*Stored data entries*
☆ ☆ ☆ ☆

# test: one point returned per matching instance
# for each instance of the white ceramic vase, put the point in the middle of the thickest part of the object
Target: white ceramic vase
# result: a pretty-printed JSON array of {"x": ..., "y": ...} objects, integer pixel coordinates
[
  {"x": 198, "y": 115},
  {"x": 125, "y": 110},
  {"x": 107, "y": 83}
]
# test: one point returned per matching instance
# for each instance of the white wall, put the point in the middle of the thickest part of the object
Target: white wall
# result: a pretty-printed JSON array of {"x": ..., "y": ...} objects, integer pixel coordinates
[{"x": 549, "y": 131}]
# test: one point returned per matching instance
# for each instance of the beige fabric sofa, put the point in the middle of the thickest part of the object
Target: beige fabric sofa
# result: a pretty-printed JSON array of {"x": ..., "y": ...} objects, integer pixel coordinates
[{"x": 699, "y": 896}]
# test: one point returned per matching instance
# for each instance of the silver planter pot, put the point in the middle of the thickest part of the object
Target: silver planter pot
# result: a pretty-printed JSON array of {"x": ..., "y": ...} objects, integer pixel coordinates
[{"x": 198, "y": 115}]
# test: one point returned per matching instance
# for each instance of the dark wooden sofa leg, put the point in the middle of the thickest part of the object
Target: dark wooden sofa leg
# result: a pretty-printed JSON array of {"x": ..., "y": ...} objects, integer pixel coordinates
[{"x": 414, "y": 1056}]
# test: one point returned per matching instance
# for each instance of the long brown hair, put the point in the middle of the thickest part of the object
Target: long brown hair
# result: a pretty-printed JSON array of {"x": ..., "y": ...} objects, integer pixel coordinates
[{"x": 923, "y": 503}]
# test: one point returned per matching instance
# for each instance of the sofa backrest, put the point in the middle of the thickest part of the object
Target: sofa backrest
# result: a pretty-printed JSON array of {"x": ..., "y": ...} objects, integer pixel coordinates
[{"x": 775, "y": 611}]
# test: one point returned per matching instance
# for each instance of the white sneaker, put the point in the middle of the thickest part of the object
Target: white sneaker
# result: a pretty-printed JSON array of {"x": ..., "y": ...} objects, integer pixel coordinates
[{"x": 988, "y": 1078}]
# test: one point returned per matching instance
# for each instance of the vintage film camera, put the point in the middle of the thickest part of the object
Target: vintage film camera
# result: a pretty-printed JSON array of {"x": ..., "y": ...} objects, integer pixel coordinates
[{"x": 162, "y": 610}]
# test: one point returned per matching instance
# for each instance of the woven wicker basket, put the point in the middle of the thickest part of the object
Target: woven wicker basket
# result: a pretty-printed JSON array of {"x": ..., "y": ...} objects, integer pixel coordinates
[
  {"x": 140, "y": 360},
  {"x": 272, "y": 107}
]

☆ ☆ ☆ ☆

*Your assignment*
With nothing added or dropped, write out every entry.

*Task output*
# test: one point returned per matching instance
# for each instance of the white ceramic vase, put the point in the middle of the thickest part of the object
Target: white ceramic vase
# result: a pretty-printed JSON array of {"x": ..., "y": ...} objects, integer pixel coordinates
[
  {"x": 198, "y": 115},
  {"x": 125, "y": 110},
  {"x": 107, "y": 83}
]
# test: one point returned per matching instance
# for each instance of the white wall, put the point in the middle of the thickest part of the object
Target: white wall
# result: a pretty-printed JSON array of {"x": ..., "y": ...} objects, integer pixel coordinates
[{"x": 549, "y": 131}]
# test: one point returned per matching instance
# for each instance of the beige fabric sofa, put the point in the middle of the thickest part of the object
Target: beige fabric sofa
# result: a pretty-printed JSON array of {"x": ..., "y": ...} objects, integer pixel coordinates
[{"x": 699, "y": 896}]
# test: one point returned per matching instance
# for each instance of the silver planter pot, put the point in the middle of the thickest part of the object
Target: silver planter pot
# result: a pretty-printed JSON array of {"x": ..., "y": ...} objects, integer pixel coordinates
[{"x": 198, "y": 115}]
# test: one point returned per matching instance
# for each instance of the dark wooden sofa leg, put the point in the middle of the thickest part of the object
Target: dark wooden sofa leg
# result: a pretty-printed JSON array of {"x": ..., "y": ...} objects, integer pixel coordinates
[{"x": 414, "y": 1056}]
# test: one point returned per matching instance
# for each instance of the long brown hair, put the point in the middle of the thickest part of the object
Target: long brown hair
# result: a pretty-printed JSON array of {"x": ..., "y": ...} objects, integer pixel coordinates
[{"x": 923, "y": 503}]
# test: one point returned per matching instance
# for each instance of the sofa backrest, put the point in the middle of the thickest part of the object
Target: sofa backrest
# result: a pretty-printed JSON array of {"x": ..., "y": ...} objects, integer pixel coordinates
[{"x": 775, "y": 611}]
# test: one point returned per matching instance
# for each instance of the white sneaker, put the point in the middle of the thickest part of the object
Target: white sneaker
# result: a pretty-printed JSON array of {"x": ..., "y": ...} objects, integer pixel coordinates
[{"x": 988, "y": 1078}]
# test: one point returned per matching instance
# for each instance of the vintage film camera, put the point in the middle of the thickest part of the object
Target: vintage film camera
# result: a pretty-printed JSON array of {"x": ..., "y": ...} objects, integer pixel coordinates
[{"x": 162, "y": 610}]
# test: one point returned per matching instance
# for each instance of the woven wicker basket, put the point in the middle of the thickest part of the object
Target: woven wicker basket
# result: a pretty-printed JSON array of {"x": ..., "y": ...} objects, integer pixel coordinates
[
  {"x": 140, "y": 360},
  {"x": 272, "y": 107}
]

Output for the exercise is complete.